Problems:
(a) Repeat everything from "American drivers have" down to "own ‘Home MPG’ calculations." in the home energy article, word for word.
(b) Pick out each line of the rows below that contains the string "rocky", and note that case counts.

═════ Source document ═════

Home “MPG” – Home Energy Measurement

Posted by Wattson on Jun 25, 2013

Home MPG

American drivers have long grown accustomed to seeing the MPG figures listed on every new or used car – highway and city mileage numbers showing how fuel-efficient the particular vehicle is. Increasingly, with energy costs rising around the globe and conservation efforts gaining traction in the culture, there is a push for a similar comprehensive but simple energy-use assessment for our homes. Metrics for assessing energy use are already in use in many countries, and some US states have begun work on their own ‘Home MPG’ calculations.

Massachusetts has been one of the leading states in this regard. As part of a comprehensive effort to develop an energy infrastructure with less impact on the environment, the state has developed a number of programs to reduce energy use and greenhouse gas production. Buildings are a large part of this strategy, simply because that is where a huge percentage of energy use occurs.

Massachusetts is developing a building energy asset rating and labeling program, which allows the direct comparison of energy usage regardless of specific occupant behavior. (Operational ratings are useful, for example, comparing the cooling cost of buildings by examining actual A/C billing – but don’t allow for direct comparison of structural efficiency. One building might just be not running the A/C.)  The ultimate goal of these asset rating programs is to allow the real estate market to price energy efficiency into building cost in the way that other ongoing costs are factored in to those prices.

═════ Listing ═════

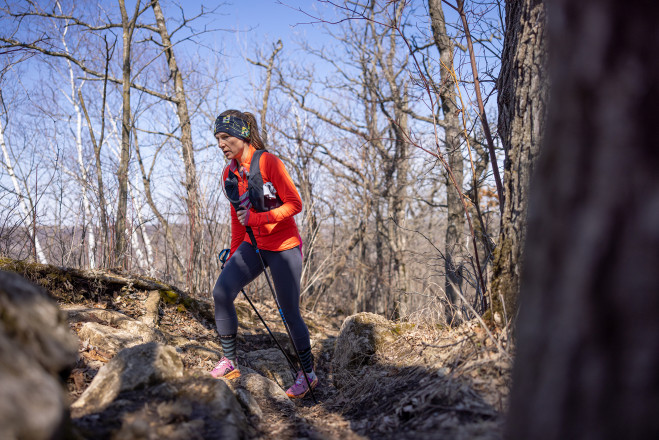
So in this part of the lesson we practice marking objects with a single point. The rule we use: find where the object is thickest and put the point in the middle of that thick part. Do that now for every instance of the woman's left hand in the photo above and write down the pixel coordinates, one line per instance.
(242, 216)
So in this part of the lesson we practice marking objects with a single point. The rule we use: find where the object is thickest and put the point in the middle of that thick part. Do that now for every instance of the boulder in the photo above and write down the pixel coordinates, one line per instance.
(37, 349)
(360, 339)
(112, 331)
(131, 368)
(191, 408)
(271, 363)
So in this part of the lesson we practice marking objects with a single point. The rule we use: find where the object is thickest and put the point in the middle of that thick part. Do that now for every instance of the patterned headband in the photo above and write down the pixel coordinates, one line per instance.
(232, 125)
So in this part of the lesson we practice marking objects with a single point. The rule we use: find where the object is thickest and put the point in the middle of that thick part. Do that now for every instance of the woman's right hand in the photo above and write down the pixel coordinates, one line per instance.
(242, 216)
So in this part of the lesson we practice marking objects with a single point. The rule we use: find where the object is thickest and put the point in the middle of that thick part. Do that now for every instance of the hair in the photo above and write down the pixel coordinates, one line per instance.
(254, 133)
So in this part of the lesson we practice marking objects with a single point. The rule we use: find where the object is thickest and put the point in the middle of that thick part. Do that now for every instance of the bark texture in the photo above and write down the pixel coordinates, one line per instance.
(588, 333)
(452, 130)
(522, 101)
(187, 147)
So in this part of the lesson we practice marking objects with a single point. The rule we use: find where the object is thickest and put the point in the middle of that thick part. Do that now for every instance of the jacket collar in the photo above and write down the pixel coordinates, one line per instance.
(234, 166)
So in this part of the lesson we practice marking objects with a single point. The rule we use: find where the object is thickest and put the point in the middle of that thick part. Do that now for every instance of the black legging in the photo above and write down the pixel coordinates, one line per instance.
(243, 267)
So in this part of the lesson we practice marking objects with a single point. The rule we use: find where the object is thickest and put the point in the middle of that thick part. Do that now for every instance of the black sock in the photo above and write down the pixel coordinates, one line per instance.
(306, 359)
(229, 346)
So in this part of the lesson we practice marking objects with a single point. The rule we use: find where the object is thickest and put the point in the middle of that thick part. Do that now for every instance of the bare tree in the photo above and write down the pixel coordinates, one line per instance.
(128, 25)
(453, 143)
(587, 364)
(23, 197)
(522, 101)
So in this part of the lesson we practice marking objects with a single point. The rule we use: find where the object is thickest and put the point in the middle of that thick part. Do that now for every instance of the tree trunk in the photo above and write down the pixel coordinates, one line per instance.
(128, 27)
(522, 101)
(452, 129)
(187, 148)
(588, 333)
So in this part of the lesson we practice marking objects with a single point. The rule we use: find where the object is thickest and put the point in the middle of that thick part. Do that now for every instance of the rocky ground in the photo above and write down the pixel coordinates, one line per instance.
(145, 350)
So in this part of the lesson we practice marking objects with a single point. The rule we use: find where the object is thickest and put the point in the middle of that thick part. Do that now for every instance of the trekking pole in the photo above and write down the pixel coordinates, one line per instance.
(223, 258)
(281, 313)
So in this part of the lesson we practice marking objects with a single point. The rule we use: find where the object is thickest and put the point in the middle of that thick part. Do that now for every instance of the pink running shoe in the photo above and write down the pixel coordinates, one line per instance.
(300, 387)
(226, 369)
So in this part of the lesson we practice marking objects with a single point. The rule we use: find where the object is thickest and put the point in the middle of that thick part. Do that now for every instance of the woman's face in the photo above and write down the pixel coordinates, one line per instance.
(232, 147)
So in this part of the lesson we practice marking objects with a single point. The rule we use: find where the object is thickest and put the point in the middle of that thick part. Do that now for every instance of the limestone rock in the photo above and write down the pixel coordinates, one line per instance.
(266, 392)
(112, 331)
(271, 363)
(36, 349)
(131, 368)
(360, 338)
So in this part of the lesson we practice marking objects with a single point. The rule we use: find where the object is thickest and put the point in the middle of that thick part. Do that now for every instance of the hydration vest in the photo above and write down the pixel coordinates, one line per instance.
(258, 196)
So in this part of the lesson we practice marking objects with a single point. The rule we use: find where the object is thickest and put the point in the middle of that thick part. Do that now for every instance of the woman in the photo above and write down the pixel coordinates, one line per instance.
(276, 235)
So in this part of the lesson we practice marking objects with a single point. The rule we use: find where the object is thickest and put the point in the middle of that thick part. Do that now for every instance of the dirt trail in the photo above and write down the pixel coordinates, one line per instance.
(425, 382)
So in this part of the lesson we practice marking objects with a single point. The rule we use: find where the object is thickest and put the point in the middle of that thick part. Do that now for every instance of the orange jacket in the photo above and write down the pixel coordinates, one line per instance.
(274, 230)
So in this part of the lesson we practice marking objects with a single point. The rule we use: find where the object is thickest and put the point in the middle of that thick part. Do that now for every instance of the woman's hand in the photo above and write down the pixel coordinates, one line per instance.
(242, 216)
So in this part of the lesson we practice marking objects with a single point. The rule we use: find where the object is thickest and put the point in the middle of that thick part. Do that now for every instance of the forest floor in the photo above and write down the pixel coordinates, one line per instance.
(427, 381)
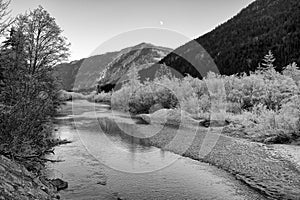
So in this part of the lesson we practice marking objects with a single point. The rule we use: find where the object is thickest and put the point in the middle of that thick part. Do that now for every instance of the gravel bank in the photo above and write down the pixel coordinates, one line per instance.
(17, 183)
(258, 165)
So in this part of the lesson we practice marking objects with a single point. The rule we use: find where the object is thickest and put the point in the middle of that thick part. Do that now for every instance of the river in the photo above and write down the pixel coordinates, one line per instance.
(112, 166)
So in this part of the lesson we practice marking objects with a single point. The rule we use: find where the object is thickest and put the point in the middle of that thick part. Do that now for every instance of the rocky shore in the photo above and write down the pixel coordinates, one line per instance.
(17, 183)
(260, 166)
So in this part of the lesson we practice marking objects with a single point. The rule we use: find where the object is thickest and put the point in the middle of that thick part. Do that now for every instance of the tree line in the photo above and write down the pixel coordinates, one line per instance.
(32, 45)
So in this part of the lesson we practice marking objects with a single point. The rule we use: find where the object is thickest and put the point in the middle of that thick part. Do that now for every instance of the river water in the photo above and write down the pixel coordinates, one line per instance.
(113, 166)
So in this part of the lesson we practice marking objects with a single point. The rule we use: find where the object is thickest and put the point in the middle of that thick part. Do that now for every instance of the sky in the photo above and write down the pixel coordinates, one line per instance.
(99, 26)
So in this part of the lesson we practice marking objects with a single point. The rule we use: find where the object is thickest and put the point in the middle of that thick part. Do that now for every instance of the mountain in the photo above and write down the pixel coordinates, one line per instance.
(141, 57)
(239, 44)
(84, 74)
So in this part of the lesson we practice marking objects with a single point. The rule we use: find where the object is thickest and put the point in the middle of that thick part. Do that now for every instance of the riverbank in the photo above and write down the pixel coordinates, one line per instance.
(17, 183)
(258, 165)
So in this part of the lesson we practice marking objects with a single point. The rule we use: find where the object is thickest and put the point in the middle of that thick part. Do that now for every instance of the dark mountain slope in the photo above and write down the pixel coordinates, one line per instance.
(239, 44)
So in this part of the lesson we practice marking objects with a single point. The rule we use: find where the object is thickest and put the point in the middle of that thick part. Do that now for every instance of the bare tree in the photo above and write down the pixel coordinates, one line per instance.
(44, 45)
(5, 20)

═════

Answers to the problems:
(a)
American drivers have long grown accustomed to seeing the MPG figures listed on every new or used car – highway and city mileage numbers showing how fuel-efficient the particular vehicle is. Increasingly, with energy costs rising around the globe and conservation efforts gaining traction in the culture, there is a push for a similar comprehensive but simple energy-use assessment for our homes. Metrics for assessing energy use are already in use in many countries, and some US states have begun work on their own ‘Home MPG’ calculations.

(b)
So in this part of the lesson we practice marking objects with a single point. The rule we use: find where the object is thickest and put the point in the middle of that thick part. Do that now for every instance of the rocky ground in the photo above and write down the pixel coordinates, one line per instance.
So in this part of the lesson we practice marking objects with a single point. The rule we use: find where the object is thickest and put the point in the middle of that thick part. Do that now for every instance of the rocky shore in the photo above and write down the pixel coordinates, one line per instance.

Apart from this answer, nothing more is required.